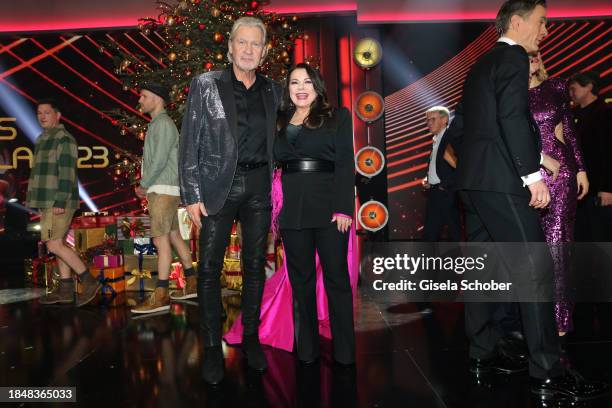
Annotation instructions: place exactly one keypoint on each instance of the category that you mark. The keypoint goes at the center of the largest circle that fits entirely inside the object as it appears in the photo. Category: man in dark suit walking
(442, 207)
(498, 172)
(226, 166)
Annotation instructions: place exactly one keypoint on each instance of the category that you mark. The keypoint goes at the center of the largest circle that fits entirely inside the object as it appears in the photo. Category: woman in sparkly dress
(549, 104)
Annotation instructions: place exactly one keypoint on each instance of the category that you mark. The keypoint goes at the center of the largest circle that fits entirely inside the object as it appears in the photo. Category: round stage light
(369, 106)
(369, 161)
(367, 53)
(373, 215)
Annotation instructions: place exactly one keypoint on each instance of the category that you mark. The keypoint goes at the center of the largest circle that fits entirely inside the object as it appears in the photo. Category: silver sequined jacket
(208, 152)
====
| Task to complete |
Output the line containing "round stage light" and each line after it through the close of the entries, unchanged and with no other lines.

| Answer to this task |
Annotation instructions: place exactly one keypoint on each instance of the category that you mark. The keypoint goes at the center of the largest circle that fits entirely inside the object as it appears in the photo. Category: round stage light
(369, 106)
(369, 161)
(367, 53)
(373, 215)
Annotation instructions: place exactly one keypoint on each instance of the category that you mark. The keypoint goes at the center of the largest circle that fits entirely inside the object as it appears in the photo. Category: silver sequined jacket
(208, 152)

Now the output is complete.